» Task brief
Rewrite the lines from the one containing "Query: car seat" to the one containing "272 66 L 277", both included, as a Markdown table with the columns Row and Text. Omit any blank lines.

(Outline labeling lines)
╭──

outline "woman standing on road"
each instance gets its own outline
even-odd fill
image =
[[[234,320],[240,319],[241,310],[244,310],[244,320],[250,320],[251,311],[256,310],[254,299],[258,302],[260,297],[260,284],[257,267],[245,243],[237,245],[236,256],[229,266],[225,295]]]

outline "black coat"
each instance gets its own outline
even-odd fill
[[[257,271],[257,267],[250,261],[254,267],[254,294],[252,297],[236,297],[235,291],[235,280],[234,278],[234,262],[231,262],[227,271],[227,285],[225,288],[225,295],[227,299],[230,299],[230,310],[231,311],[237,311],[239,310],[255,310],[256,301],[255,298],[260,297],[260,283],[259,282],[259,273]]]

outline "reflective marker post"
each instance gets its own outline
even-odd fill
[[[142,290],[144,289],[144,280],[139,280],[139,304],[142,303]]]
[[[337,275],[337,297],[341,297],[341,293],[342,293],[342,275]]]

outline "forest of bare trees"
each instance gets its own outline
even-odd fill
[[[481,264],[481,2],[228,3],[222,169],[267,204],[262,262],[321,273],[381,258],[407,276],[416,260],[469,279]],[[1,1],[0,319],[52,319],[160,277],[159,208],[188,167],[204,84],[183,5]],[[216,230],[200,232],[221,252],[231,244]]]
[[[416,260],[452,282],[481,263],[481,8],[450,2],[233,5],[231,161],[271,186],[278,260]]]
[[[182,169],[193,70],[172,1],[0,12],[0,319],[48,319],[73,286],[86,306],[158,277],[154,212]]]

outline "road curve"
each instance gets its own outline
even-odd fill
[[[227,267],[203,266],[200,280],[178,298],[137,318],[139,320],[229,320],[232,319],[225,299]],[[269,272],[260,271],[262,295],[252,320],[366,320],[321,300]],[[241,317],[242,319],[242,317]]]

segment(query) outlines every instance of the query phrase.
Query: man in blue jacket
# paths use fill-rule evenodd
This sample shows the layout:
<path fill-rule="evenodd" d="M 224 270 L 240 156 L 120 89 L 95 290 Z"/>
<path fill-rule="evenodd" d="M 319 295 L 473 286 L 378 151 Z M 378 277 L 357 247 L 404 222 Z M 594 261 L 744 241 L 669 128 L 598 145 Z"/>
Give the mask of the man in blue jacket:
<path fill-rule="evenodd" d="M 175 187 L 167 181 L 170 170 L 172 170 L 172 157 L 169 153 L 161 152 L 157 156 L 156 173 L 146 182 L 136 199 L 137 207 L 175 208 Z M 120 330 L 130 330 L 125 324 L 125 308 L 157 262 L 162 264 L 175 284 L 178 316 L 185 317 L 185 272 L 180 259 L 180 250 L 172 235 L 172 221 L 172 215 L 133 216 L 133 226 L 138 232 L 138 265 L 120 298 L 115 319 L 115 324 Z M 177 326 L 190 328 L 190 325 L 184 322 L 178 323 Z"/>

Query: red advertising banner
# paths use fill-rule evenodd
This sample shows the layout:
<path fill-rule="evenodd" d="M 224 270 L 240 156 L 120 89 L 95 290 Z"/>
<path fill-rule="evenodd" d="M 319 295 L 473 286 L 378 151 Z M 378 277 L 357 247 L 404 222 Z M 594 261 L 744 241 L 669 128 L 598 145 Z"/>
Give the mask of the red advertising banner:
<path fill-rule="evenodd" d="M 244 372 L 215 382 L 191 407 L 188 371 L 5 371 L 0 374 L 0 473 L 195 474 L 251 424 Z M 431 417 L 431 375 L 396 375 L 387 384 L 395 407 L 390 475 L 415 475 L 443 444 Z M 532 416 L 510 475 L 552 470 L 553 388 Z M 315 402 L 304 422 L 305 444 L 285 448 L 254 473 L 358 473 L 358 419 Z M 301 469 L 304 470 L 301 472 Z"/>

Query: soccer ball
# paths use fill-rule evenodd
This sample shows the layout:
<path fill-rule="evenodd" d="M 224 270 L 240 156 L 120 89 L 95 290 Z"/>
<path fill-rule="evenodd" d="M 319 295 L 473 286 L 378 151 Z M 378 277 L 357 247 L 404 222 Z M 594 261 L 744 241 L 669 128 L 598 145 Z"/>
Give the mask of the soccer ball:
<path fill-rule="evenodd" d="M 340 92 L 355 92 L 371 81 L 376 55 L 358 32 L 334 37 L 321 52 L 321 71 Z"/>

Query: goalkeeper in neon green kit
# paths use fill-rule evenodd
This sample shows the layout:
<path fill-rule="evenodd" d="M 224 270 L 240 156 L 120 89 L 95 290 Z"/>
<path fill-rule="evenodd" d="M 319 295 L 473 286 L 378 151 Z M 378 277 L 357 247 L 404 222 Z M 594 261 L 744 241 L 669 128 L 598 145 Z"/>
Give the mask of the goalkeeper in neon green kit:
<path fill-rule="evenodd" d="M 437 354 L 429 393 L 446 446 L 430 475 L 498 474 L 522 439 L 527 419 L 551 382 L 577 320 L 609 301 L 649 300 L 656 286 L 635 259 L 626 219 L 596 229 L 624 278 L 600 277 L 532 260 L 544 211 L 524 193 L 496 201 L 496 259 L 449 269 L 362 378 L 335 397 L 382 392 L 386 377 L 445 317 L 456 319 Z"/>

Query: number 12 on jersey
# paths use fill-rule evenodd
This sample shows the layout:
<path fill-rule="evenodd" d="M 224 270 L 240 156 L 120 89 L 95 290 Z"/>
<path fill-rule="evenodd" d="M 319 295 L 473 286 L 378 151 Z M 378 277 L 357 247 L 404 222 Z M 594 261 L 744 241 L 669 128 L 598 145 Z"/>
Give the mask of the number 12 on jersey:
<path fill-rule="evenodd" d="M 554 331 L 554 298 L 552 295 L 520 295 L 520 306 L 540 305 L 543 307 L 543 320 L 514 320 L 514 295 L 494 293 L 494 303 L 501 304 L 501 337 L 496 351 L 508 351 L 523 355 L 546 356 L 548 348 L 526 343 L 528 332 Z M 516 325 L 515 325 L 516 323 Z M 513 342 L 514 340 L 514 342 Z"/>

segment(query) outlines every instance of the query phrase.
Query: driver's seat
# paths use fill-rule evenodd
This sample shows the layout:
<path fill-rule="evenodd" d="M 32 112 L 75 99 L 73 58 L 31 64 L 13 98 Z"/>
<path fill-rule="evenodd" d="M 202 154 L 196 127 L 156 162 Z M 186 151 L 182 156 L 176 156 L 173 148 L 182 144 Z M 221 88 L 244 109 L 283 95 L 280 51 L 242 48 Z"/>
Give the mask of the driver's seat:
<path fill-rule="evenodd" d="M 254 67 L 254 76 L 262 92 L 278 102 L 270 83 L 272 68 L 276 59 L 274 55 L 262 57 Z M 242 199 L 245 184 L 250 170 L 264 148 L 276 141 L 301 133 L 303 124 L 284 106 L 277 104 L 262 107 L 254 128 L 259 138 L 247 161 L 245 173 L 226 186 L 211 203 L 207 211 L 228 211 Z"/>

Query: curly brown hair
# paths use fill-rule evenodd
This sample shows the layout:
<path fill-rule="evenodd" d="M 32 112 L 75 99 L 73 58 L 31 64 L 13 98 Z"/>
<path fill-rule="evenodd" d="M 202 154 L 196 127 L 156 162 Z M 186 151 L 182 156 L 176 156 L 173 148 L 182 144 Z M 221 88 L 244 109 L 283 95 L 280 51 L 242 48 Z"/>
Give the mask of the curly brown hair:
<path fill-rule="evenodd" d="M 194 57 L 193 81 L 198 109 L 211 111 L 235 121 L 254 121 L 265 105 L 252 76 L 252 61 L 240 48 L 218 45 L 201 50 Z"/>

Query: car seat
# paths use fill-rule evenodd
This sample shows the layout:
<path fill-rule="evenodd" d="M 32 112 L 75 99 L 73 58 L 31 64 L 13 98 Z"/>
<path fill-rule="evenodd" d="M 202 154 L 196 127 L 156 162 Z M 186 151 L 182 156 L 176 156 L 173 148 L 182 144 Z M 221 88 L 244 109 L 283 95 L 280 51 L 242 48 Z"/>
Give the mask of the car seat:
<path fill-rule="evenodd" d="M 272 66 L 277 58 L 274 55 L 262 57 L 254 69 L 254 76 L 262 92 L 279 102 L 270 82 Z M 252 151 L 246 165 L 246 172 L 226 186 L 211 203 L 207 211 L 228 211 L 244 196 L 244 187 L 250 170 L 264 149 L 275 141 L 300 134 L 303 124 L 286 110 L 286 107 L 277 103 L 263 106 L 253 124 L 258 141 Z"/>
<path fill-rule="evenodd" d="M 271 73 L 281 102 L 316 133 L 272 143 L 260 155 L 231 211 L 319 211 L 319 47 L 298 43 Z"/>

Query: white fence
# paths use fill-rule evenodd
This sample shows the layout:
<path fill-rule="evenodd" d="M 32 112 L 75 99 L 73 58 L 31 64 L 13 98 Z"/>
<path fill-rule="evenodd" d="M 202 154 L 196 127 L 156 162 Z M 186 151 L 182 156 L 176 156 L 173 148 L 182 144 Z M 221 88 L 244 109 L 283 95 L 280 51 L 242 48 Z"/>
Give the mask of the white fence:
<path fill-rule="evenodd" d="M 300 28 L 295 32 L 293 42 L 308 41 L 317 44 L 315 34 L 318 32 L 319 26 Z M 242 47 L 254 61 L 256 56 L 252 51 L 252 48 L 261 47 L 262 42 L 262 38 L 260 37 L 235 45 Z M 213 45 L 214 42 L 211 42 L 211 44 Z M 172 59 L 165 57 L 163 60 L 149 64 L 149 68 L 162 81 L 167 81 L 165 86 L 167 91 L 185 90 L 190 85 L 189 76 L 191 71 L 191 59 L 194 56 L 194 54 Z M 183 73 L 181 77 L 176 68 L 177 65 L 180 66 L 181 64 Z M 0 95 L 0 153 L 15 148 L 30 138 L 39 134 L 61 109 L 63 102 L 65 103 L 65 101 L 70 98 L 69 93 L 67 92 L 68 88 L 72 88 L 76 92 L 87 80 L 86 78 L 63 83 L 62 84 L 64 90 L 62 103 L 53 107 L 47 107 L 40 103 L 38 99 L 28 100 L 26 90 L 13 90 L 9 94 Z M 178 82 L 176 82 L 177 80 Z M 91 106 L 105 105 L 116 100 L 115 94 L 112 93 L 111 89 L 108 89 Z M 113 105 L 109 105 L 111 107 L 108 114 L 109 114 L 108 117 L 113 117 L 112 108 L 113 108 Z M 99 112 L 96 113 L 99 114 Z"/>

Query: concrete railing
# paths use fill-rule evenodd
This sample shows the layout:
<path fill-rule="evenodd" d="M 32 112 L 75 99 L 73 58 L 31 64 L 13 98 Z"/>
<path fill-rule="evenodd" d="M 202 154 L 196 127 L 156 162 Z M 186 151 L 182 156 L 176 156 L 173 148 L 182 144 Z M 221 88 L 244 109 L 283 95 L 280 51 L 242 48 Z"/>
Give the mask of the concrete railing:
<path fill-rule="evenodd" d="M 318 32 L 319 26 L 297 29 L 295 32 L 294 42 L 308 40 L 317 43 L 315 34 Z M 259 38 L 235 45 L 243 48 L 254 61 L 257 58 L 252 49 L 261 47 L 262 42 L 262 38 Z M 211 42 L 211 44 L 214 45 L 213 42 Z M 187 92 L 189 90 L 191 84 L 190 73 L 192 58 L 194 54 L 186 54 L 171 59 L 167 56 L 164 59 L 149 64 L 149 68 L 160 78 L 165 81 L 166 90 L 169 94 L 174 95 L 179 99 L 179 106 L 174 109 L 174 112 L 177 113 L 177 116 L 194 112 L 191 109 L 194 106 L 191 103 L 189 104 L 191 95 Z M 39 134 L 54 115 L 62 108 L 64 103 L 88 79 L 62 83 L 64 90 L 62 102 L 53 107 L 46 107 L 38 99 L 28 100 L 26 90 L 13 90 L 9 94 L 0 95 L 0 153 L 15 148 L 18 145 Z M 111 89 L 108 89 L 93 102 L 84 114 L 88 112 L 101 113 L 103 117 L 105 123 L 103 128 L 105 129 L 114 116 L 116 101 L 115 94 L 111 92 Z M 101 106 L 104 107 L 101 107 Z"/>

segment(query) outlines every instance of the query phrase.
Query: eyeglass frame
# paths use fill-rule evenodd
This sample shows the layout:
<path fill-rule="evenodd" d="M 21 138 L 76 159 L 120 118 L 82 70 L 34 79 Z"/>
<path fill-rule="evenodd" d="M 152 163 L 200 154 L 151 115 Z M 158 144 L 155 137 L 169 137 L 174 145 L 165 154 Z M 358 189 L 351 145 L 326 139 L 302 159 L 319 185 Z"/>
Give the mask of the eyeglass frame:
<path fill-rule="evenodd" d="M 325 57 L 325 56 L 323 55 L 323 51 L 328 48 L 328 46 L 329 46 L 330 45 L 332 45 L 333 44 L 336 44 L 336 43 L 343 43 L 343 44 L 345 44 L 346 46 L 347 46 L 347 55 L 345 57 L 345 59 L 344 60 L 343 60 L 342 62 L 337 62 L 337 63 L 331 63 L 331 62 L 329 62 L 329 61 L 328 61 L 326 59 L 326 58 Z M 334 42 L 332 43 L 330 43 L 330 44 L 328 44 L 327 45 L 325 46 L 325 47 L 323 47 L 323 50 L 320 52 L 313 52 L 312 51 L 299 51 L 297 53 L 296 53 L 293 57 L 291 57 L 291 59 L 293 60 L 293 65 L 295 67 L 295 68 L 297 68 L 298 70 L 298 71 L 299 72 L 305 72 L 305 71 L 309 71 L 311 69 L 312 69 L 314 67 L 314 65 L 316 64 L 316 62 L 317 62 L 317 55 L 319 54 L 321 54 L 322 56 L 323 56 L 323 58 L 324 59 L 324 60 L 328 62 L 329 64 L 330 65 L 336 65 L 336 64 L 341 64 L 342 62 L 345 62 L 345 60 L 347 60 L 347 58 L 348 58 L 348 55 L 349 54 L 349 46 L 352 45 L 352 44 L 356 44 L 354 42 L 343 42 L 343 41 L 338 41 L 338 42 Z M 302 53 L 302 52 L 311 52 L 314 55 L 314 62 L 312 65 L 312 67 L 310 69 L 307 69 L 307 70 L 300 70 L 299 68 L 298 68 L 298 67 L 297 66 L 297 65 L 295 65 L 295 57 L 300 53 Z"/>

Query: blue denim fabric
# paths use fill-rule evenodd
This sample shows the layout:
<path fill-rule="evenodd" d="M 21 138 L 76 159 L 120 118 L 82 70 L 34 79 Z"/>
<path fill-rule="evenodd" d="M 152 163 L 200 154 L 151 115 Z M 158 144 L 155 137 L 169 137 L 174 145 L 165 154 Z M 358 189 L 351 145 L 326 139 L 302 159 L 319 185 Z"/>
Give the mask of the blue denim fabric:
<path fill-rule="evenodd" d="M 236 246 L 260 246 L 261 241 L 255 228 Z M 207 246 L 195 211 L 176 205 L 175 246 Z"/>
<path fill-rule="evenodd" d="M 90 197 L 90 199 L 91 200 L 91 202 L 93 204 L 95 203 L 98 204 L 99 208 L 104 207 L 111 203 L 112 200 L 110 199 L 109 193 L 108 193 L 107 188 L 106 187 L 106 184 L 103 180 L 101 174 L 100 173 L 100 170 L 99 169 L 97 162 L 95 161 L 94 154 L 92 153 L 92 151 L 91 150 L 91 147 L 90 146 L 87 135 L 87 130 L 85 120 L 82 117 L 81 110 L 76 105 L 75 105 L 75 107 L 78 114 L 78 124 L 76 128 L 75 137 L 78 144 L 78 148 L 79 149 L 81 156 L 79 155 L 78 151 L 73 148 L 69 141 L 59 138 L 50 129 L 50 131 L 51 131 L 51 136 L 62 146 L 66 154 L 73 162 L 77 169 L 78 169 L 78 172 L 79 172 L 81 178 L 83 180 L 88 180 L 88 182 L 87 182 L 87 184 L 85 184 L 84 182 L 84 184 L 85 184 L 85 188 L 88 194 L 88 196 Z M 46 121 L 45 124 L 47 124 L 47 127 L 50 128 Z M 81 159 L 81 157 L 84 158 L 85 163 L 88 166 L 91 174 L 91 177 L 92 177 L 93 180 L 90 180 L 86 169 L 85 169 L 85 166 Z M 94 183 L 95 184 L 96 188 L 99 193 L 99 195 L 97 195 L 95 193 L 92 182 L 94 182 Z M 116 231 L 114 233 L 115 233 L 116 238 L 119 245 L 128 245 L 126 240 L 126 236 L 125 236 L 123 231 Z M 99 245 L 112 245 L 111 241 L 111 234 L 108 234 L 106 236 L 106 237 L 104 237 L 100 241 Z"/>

╰──

» Completed task
| Row | Text |
|---|---|
| 1 | Query: car seat |
| 2 | # paths use fill-rule evenodd |
| 3 | This sample shows the layout: |
| 4 | <path fill-rule="evenodd" d="M 32 112 L 75 99 L 73 58 L 31 64 L 13 98 Z"/> |
| 5 | <path fill-rule="evenodd" d="M 202 154 L 196 127 L 156 162 Z M 186 151 L 182 156 L 176 156 L 173 148 L 182 144 Z M 221 88 L 244 109 L 283 95 L 280 51 L 242 48 Z"/> |
| 6 | Give the mask of the car seat: |
| 7 | <path fill-rule="evenodd" d="M 272 66 L 277 58 L 274 55 L 262 57 L 254 69 L 254 76 L 262 92 L 279 102 L 270 82 Z M 252 151 L 246 165 L 246 172 L 226 186 L 211 203 L 207 211 L 228 211 L 244 196 L 244 187 L 250 170 L 264 149 L 275 141 L 300 134 L 303 124 L 286 110 L 286 107 L 277 103 L 263 106 L 253 124 L 258 141 Z"/> |